TEXT:
It is obvious that the present invention is not limited solely to the above-presented embodiments, but it can be modified within the scope of the appended claims.

Claims

1.-20. (canceled)

21. A method for data transmission at an apparatus using a first data connection, comprising:

forming at least a first client data chunk and a second client data chunk in the memory of the apparatus, wherein the first client data chunk corresponds to a first server data chunk and the second client data chunk corresponds to a second server data chunk,

forming a first client digest for the first client data chunk in the memory of the apparatus,

forming a second client digest for the second client data chunk in the memory of the apparatus,

forming a parent client digest indicative of the first client digest and the second client digest in the memory of the apparatus,

sending the parent client digest to a server,

in response to the sending of the parent client digest, receiving instructions from the server for forming a first client data item using the first client data chunk and the second client data chunk,

forming the first client data item in the memory of the apparatus using the first client data chunk and the second client data chunk.

22. A method according to claim 21, further comprising:

selecting the first client data chunk using a chunk selection function, wherein the chunk selection function is common for the server and the client.

23. A method according to claim 21, further comprising:

making the first client data chunk and the first server data chunk correspond to each other over a second data connection prior to receiving the parent client digest at the server, wherein the second data connection is faster than the first data connection.

24. A method according to claim 21, further comprising:

forming a plurality of parent client digests using a plurality of client digests in the forming of each parent client digest, and

sending the plurality of parent client digests to the server using a digest negotiation protocol.

25. An apparatus comprising a processor, memory including computer program code, the memory and the computer program code configured to, with the processor, cause the apparatus to perform at least the following:

form at least a first client data chunk and a second client data chunk in the memory of the apparatus, wherein the first client data chunk corresponds to a first server data chunk and the second client data chunk corresponds to a second server data chunk,

form a first client digest for the first client data chunk in the memory of the apparatus,

form a second client digest for the second client data chunk in the memory of the apparatus,

form a parent client digest indicative of the first client digest and the second client digest in the memory of the apparatus,

provide the server with access to the parent client digest,

in response to the providing of the access to parent client digest, receive instructions from the server for forming a first client data item using the first client data chunk and the second client data chunk,

form the first client data item in the memory of the apparatus using the first client data chunk and the second client data chunk.

26. An apparatus according to claim 25, further comprising computer program code configured to, with the processor, cause the apparatus to perform at least the following:

select the first client data chunk using a chunk selection function, wherein the chunk selection function is common for the server and the client.

27. An apparatus according to claim 26, further comprising computer program code configured to, with the processor, cause the apparatus to perform at least the following:

monitor the access of the first client data chunk to form first access monitoring information, and

modify the chunk selection function based on the first access monitoring information.

ENTRIES:
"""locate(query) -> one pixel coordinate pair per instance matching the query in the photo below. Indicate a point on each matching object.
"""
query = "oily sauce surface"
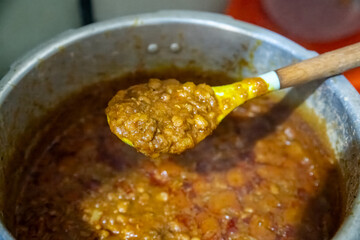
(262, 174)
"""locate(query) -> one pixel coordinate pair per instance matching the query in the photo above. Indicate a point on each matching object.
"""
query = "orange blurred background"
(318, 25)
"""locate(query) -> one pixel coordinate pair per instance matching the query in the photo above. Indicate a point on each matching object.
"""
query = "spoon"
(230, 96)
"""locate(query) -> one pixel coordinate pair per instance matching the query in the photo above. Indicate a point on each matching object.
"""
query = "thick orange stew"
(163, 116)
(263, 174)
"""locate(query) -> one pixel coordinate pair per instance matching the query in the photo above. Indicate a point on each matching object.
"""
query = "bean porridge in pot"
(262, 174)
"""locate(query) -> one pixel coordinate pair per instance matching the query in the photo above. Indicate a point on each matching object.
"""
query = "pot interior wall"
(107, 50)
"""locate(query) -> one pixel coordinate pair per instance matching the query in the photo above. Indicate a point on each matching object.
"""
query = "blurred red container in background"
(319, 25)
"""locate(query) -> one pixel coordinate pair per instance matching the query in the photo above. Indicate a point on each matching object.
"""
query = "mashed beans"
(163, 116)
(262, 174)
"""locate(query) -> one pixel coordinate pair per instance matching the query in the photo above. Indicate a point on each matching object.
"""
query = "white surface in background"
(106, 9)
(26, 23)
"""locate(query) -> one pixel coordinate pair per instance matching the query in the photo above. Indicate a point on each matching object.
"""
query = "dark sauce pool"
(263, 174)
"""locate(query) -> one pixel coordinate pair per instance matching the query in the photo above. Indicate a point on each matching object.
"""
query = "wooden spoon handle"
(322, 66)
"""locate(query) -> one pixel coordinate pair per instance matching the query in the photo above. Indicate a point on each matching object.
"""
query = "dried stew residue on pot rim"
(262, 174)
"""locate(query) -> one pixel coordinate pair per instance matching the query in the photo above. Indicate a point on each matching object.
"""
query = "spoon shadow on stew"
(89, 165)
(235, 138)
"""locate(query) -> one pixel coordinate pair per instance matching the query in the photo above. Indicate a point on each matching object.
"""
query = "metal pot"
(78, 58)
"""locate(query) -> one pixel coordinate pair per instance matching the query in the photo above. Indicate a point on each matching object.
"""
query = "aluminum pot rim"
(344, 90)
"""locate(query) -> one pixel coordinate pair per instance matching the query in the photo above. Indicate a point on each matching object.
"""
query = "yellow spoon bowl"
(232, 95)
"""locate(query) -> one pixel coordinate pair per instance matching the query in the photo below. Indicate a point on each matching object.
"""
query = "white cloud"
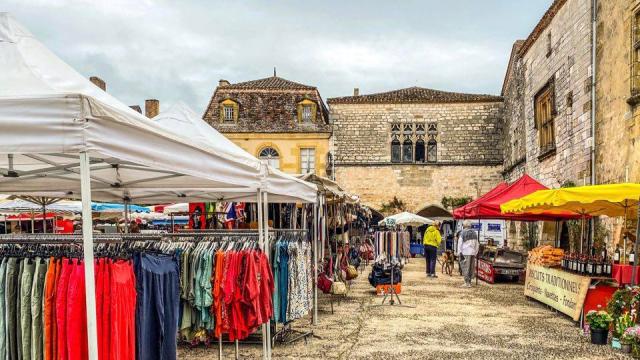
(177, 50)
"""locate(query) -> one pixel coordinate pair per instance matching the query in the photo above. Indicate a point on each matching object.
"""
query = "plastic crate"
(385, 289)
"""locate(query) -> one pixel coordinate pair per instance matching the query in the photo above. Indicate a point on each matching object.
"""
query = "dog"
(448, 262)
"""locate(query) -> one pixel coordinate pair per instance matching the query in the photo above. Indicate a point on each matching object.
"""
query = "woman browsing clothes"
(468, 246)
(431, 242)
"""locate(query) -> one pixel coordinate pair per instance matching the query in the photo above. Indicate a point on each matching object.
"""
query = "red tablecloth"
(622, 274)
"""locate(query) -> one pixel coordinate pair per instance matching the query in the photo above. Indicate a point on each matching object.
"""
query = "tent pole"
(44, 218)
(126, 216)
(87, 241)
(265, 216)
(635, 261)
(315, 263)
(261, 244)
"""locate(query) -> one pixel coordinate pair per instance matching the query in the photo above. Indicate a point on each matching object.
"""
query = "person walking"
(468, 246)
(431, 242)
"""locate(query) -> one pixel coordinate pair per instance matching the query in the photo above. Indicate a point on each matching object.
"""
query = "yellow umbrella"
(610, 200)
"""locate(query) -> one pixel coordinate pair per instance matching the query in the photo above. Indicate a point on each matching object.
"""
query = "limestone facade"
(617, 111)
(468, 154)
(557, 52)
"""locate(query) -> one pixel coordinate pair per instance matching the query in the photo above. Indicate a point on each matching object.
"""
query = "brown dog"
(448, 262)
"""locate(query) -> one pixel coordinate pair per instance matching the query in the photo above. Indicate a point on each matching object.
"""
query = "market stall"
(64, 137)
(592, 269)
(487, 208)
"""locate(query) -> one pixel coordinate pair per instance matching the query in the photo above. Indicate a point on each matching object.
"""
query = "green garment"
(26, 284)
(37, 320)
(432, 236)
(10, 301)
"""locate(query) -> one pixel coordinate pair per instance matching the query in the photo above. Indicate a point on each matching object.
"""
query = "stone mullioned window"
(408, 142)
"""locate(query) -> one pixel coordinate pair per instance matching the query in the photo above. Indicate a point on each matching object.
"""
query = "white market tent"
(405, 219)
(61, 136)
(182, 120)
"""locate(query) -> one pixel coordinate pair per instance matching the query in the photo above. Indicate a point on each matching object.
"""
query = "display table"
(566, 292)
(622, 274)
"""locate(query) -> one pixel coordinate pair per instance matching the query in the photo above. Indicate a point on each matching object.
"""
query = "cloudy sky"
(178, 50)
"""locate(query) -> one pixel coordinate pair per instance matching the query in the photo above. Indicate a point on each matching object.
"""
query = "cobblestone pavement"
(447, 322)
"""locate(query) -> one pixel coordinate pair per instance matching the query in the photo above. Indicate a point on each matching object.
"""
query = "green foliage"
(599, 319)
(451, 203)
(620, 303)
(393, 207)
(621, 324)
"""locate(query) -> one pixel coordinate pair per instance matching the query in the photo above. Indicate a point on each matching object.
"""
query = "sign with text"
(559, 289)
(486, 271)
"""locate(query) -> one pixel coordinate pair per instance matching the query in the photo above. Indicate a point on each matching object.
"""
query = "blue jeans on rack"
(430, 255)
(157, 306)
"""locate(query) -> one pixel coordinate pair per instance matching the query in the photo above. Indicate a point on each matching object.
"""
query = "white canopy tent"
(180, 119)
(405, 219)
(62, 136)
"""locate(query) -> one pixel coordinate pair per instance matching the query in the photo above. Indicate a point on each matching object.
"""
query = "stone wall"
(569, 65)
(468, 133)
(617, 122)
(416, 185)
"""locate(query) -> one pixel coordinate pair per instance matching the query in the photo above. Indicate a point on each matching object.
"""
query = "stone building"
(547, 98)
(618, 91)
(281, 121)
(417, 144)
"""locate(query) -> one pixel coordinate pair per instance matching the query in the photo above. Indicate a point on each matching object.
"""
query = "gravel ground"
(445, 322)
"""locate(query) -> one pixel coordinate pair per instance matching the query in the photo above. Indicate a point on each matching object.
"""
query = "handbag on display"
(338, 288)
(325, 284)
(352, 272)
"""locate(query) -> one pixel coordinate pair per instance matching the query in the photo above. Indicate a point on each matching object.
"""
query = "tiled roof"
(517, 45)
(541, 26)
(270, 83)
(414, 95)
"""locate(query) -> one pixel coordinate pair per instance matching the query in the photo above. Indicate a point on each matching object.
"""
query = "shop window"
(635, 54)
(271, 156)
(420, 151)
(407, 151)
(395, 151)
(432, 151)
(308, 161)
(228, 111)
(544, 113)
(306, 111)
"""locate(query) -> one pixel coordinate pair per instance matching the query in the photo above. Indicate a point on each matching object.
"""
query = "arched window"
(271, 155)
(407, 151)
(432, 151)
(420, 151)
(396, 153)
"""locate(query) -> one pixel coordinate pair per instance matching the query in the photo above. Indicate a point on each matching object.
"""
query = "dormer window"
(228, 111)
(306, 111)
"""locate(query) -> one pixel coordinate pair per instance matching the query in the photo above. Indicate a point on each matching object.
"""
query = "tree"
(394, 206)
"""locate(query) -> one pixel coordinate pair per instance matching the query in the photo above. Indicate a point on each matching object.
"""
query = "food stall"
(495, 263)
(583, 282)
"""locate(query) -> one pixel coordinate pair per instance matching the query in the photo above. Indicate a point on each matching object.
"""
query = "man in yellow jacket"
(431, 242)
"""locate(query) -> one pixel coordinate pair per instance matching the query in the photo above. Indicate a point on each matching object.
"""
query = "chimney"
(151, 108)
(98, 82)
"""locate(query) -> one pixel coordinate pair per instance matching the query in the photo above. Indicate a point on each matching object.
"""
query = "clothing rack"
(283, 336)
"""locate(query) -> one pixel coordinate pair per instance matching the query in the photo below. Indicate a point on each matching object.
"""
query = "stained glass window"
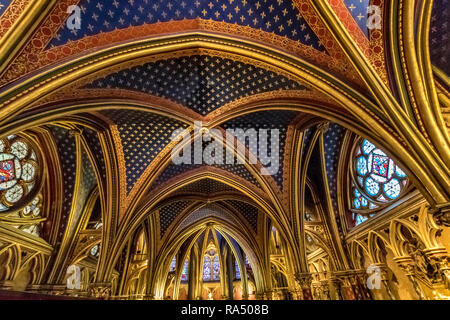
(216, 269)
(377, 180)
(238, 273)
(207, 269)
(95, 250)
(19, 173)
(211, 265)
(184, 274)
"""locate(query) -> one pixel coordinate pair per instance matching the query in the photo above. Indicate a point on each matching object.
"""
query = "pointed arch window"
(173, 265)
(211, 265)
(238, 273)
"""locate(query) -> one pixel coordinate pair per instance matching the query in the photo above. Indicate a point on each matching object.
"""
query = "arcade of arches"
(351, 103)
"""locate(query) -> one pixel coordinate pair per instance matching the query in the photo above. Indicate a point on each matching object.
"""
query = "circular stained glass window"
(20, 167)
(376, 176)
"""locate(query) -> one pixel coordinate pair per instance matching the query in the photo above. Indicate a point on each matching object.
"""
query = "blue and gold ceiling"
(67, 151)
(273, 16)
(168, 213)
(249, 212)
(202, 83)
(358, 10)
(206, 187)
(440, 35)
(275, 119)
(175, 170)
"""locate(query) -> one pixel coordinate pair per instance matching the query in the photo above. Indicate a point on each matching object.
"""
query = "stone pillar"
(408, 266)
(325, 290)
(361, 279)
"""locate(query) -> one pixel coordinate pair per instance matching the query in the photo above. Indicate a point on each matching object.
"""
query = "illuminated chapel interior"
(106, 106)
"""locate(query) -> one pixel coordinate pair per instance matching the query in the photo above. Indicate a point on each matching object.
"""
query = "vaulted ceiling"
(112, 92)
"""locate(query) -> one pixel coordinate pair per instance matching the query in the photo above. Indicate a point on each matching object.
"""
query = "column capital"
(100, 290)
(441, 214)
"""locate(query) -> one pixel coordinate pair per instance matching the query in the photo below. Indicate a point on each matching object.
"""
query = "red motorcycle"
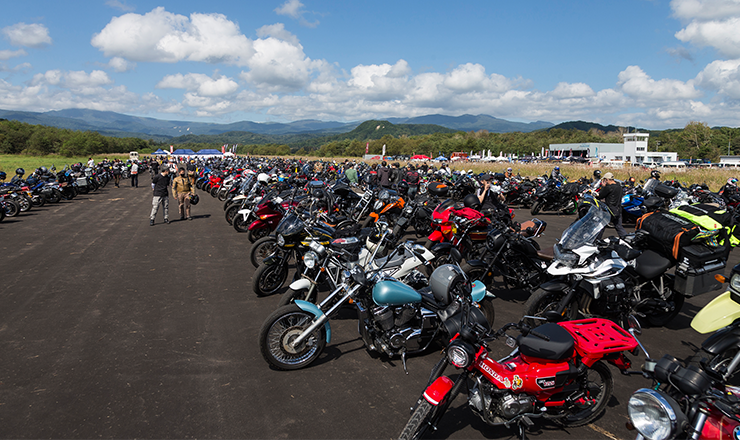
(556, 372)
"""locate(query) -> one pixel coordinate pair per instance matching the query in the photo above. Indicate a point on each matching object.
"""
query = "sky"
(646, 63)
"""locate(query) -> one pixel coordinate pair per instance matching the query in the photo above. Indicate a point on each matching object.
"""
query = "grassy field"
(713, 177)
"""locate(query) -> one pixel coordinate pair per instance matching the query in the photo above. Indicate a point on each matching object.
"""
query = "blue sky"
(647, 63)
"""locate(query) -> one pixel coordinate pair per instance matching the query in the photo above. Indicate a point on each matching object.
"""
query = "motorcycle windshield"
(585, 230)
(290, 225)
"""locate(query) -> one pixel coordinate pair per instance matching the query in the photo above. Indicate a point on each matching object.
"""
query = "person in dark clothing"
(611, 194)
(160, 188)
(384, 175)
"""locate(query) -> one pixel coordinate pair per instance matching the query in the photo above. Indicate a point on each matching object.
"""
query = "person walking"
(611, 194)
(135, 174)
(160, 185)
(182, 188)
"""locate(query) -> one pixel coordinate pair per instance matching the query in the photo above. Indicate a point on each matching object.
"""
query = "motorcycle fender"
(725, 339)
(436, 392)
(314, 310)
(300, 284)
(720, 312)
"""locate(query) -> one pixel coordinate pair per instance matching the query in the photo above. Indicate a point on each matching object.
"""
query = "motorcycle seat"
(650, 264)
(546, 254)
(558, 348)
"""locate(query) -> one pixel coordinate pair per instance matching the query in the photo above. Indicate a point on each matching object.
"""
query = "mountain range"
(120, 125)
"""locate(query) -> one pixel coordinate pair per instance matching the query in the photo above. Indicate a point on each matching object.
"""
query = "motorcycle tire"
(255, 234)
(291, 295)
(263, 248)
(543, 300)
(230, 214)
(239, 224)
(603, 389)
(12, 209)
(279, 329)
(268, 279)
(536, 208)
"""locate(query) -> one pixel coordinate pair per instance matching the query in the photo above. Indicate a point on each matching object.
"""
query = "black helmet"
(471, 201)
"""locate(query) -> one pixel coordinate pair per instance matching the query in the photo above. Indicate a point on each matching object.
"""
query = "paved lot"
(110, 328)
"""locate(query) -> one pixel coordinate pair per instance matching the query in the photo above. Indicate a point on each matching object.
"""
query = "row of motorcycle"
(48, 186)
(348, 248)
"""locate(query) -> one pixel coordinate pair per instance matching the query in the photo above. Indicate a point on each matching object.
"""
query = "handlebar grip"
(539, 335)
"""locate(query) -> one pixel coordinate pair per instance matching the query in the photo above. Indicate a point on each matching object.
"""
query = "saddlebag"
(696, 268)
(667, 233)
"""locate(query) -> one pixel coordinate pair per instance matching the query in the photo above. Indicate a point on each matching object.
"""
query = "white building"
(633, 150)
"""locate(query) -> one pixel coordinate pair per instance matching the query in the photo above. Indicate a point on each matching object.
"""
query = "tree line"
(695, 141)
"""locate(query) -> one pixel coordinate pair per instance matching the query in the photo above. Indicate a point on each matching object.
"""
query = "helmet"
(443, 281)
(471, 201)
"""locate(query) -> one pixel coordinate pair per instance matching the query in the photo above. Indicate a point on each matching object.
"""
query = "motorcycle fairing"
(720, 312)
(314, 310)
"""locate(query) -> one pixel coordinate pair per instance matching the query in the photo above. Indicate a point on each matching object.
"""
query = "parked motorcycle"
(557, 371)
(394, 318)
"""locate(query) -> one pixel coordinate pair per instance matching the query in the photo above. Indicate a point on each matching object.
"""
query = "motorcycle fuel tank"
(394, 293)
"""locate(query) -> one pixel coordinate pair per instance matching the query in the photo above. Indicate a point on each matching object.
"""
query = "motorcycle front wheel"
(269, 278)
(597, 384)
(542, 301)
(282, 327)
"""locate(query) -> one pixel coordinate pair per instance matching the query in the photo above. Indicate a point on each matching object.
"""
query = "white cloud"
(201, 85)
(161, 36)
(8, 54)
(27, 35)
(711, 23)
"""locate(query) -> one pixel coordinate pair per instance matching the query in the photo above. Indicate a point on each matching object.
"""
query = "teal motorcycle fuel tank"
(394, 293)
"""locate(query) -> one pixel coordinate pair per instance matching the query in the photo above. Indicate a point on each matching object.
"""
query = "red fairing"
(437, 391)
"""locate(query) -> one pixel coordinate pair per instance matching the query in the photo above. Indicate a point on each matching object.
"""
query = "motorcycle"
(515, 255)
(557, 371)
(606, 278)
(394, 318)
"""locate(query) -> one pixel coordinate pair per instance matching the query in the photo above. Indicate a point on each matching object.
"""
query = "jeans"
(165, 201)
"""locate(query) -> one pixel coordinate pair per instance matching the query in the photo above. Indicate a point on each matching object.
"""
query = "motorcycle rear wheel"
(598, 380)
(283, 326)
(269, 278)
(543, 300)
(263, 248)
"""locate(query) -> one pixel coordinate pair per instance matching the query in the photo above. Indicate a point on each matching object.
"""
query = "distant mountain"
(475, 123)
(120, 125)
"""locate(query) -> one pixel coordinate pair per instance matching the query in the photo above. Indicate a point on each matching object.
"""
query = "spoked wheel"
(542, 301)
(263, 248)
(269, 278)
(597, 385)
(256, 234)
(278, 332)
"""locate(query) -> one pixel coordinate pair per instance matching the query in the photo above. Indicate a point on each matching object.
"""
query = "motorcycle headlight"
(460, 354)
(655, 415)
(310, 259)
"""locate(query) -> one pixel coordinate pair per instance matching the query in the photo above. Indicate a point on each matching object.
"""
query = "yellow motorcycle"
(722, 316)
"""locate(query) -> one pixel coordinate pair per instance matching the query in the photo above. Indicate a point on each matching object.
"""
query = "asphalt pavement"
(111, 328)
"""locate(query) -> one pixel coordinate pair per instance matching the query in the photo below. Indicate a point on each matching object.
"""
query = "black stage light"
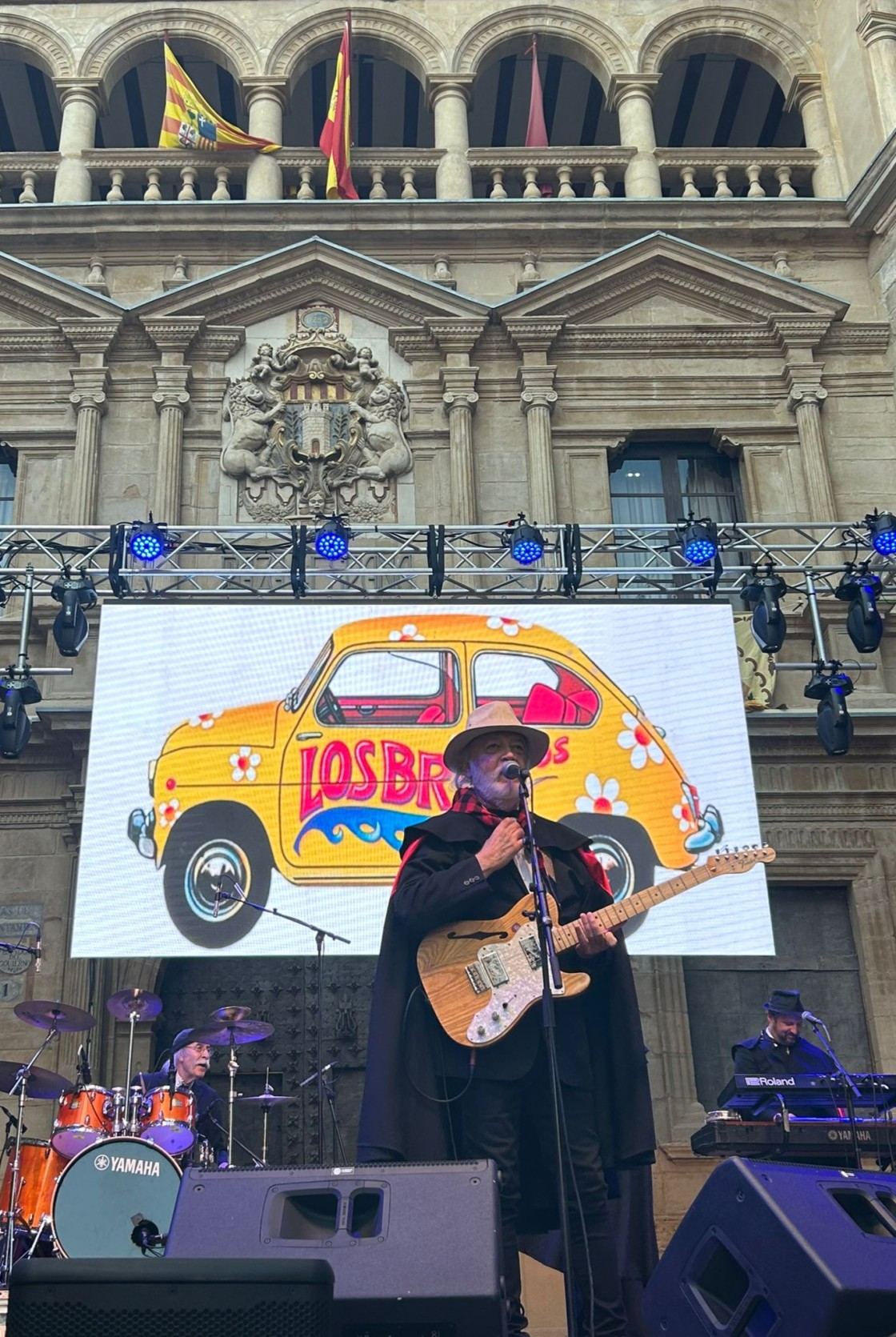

WORK TO DO:
- A) In the claims, how does claim 23 describe the second data connection relative to the first?
- B) Return the passage of the claims between "monitor the access" and "access monitoring information.", inclusive, copied word for word.
The lines above come from a separate source.

SET OF ANSWERS:
- A) The second data connection is faster than the first data connection.

- B)
monitor the access of the first client data chunk to form first access monitoring information, and

modify the chunk selection function based on the first access monitoring information.